[[ TEXT PASSAGE, beginning ]]

The reason everyone loved that moment wasn’t because of the soccer – it was because of the struggle. Let’s face it, there are only a handful of things that the United States is bad at (at least in the sporting world) and soccer is the single biggest one. Everyone gets to root for the United States against Algeria because the United States isn’t supposed to be good; if anything, it’s supposed to be embarrassingly bad. The last World Cup seemed like a turning point. People were out watching in droves, but the reason for their fascination may have been misguided – less about loyalty and love of the game and more about America’s love of the underdog manifested in its favorite mythological circumstance: the U.S. against the world. People celebrated the victory against Algeria because the U.S. was supposed to lose. That might seem obvious, but it’s pretty incredible that the USMNT was responsible for a larger social moment than, say, the U.S. Olympic basketball team, which is mostly fun to watch for its complete domination. But that feeling of struggle can only be satisfying for so long, which is why Prost isn’t absolutely rocking in the self-proclaimed “soccer-city U.S.A” after a Timbers victory. Portland wants to be reminded of the struggle of being a soccer fan, not the thrill of a victorious soccer team. It makes it easy to want to hate them, but you shouldn’t – they’re really trying to make it work.
The MLS has come a long way the last few years, largely because of the USMNT World Cup run. In the interim it’s attracted players like David Beckham and Thierry Henry (albeit not in their prime) and it’s slowly bringing more and more legitimate international talent into the league as it starts to make more money. But it’s hard to see the distant, maybe impossible point where U.S. soccer moves from the joy of the struggle into joy for the game or love of victory – something that American football, basketball and, to some extent, baseball currently monopolize. It just isn’t built into our DNA. I think this might have to do with the fact that U.S. soccer doesn’t turn struggle into victory. How many kids are playing basketball in the hood right now to try and make it big in the NBA? It’s a struggle, but it can lead to real fame and fortune – victory – and that sells well to the American public. Right now, the closest thing U.S. soccer has to that narrative is someone like Dempsey, who came from a trailer park and managed to succeed in the Premier League while making rap albums on the side.²
As the bar settles down and people start leaving, the post-match coverage begins. The goals in the match weren’t particularly beautiful or interesting and it seems as though, despite the intensity of the rivalry, there isn’t much to say. As the camera pans out to an aerial view of the stadium a telling image appears on screen: an enormous rendition of the Seattle Seahawks logo peering up from midfield. It’s a visual reminder of which kind of football reigns supreme. The coverage ends quickly, replaced by highlights of the Premier League season that has just started and already commands more presence. We leave Prost and I’m thinking about the biggest fan’s song and it becomes more apparent that the real goals for the night are in his words: shag some women drink some beer.

[[ TEXT PASSAGE, end ]]
[[ SUPPLIED MATERIAL, beginning ]]

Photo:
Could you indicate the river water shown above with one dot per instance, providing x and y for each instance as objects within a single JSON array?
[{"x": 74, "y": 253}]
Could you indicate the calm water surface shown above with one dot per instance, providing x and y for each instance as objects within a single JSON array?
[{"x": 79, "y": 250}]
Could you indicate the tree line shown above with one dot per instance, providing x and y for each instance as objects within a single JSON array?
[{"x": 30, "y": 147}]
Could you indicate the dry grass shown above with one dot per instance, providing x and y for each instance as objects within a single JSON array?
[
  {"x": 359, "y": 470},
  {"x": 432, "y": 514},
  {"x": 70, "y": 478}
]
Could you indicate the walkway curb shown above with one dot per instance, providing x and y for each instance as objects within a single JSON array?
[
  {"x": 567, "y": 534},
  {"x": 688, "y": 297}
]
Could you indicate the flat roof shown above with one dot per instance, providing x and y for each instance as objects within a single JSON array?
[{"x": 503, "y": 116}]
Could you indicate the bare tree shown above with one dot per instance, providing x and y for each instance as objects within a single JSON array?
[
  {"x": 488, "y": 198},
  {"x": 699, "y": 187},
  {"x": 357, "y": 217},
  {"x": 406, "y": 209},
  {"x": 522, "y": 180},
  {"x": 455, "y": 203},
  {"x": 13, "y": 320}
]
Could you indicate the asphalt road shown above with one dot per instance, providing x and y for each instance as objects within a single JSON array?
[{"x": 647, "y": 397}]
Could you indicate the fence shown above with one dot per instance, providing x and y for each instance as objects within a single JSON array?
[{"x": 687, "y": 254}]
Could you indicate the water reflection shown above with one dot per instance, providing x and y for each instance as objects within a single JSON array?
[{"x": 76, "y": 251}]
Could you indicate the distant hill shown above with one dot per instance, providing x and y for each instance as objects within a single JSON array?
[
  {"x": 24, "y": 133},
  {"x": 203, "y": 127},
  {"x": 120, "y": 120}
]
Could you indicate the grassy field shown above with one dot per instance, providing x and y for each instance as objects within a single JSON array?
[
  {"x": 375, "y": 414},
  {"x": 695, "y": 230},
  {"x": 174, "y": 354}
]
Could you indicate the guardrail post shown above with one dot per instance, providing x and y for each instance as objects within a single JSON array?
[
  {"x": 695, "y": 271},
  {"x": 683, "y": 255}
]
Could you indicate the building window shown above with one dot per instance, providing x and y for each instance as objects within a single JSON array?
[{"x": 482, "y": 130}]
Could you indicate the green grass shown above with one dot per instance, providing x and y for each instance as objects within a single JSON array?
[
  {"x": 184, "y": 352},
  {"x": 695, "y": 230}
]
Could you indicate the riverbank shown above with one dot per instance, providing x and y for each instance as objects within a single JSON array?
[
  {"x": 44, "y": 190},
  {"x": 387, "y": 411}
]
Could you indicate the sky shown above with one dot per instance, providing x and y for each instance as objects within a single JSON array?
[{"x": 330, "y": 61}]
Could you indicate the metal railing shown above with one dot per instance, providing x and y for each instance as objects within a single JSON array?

[[ SUPPLIED MATERIAL, end ]]

REQUIRED TASKS:
a - Translate this sentence from the passage on American soccer fandom into Spanish: "It’s a visual reminder of which kind of football reigns supreme."
b - Write what comes next in the passage on American soccer fandom, picking up after its final sentence.
The listing was taken from a separate source.

RESPONSES TO THE EXERCISE:
a - Es un recordatorio visual de qué tipo de fútbol reina de manera suprema.

b -
1. This phenomena is not restricted to soccer matches, but if you’ve never been in a crowded bar during a match it takes almost the entire half to take a piss—mostly because there are no commercial breaks during play so no one ever risks missing a moment.
2. Dempsey was very close to becoming a legitimate star in the Premier League and if he had become one it probably would have been the best thing possible for U.S. soccer. Star power is something United States has truly never had, although Jozy Altidore might be able to fit this mold. On a side note, it was incredibly satisfying to see English fans begrudgingly pull for Dempsey when he went on loan to the Tottenham Spurs.